═══ Data shown
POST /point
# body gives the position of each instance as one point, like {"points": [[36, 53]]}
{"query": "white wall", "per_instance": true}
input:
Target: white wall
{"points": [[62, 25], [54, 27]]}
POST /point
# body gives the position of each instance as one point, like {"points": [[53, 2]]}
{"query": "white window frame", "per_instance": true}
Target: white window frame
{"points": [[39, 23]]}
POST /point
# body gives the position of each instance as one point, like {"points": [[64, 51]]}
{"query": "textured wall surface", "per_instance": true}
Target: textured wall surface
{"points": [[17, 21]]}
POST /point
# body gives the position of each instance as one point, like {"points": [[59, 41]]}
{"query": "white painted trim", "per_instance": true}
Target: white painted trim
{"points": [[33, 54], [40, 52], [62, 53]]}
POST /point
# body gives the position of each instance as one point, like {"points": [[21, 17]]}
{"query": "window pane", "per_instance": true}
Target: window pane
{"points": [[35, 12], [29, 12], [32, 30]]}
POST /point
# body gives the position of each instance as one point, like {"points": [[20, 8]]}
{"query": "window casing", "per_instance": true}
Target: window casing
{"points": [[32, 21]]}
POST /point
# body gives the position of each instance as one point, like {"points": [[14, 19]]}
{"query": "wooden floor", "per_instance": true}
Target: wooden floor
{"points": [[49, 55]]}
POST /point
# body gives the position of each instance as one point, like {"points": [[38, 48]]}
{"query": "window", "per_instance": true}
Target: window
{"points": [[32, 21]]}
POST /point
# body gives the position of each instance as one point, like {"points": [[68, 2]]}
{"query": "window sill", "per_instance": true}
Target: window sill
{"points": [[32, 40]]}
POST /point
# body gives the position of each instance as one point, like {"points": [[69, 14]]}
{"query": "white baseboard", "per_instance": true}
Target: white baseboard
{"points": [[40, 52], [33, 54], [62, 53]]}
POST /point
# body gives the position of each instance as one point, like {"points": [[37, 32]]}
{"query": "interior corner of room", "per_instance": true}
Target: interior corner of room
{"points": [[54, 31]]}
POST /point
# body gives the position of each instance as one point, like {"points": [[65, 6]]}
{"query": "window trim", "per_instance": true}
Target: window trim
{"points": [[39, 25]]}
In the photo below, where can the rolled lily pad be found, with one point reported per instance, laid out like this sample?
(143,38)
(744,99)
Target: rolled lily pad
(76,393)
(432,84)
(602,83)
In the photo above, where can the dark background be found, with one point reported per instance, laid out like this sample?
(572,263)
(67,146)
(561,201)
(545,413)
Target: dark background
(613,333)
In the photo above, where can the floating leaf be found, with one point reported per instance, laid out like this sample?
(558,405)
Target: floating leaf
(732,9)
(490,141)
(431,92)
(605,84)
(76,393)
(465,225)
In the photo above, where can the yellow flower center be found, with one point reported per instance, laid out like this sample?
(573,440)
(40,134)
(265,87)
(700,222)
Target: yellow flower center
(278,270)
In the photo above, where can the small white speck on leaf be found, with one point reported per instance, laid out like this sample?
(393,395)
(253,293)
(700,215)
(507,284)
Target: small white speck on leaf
══════
(Your task)
Please edit the lines above by replacing each "Target" with "Label", keeping everything else unchanged.

(Result below)
POST /point
# body gives the position of each instance as one point, like {"points": [[36, 53]]}
{"query": "white wall", "per_instance": true}
input:
Label: white wall
{"points": [[62, 25], [54, 27]]}
POST /point
# body gives the position of each instance as one point, like {"points": [[53, 2]]}
{"query": "white window frame", "per_instance": true}
Label: white window frame
{"points": [[39, 23]]}
POST /point
# body gives the position of each instance as one point, like {"points": [[64, 51]]}
{"query": "textured wall surface", "per_instance": true}
Label: textured wall surface
{"points": [[17, 21]]}
POST /point
# body gives the position of each instance as one point, like {"points": [[59, 41]]}
{"query": "white painted trim", "per_instance": true}
Label: white painted trim
{"points": [[33, 54], [40, 52], [62, 53]]}
POST /point
# body gives the position of each instance as one point, like {"points": [[21, 17]]}
{"query": "window pane", "per_instance": true}
Label: window pane
{"points": [[35, 12], [29, 12], [32, 30]]}
POST /point
# body gives the position of each instance as one point, like {"points": [[20, 8]]}
{"query": "window casing", "per_instance": true}
Label: window casing
{"points": [[32, 21]]}
POST /point
# body gives the position of each instance as one point, like {"points": [[14, 19]]}
{"query": "wooden floor", "per_instance": true}
Label: wooden floor
{"points": [[49, 55]]}
POST /point
# body gives the position of each instance as one point, like {"points": [[38, 48]]}
{"query": "window", "per_instance": true}
Label: window
{"points": [[32, 21]]}
POST /point
# body gives the position of each instance as one point, like {"points": [[68, 2]]}
{"query": "window sill", "per_instance": true}
Label: window sill
{"points": [[32, 40]]}
POST /point
# body gives the position of each instance as one point, like {"points": [[69, 14]]}
{"query": "white baseboard", "per_instance": true}
Label: white baseboard
{"points": [[40, 52], [33, 54], [62, 53]]}
POST /point
# body gives the position of each instance as one point, like {"points": [[37, 32]]}
{"query": "interior corner of room", "per_instance": true}
Label: interior corner of room
{"points": [[54, 31]]}
POST /point
# body gives the position of each instance as one point, like {"points": [[65, 6]]}
{"query": "window trim", "per_instance": true}
Label: window trim
{"points": [[39, 25]]}
In the photo below, where can the rolled lily pad be found, with one point reported per instance, laid out like this sample?
(143,38)
(744,99)
Label: rolled lily pad
(76,393)
(432,84)
(602,83)
In the photo above, where can the dark background be found, with one point reported per instance, laid out like this sample?
(572,263)
(67,146)
(561,201)
(545,413)
Label: dark background
(613,333)
In the photo above, where can the floating leaf be found, with one point reported per instance, laid out like this sample?
(558,405)
Label: floating leaf
(732,9)
(490,141)
(431,92)
(605,84)
(76,393)
(465,225)
In the photo above, where can the yellow flower center be found, with one point reported per instance, laid out like this sample?
(573,440)
(40,134)
(265,87)
(700,222)
Label: yellow flower center
(278,270)
In the photo above, where can the small white speck on leaf be found, with one point reported per instance, laid out like this sample?
(393,395)
(253,293)
(700,215)
(507,284)
Label: small white speck on leaf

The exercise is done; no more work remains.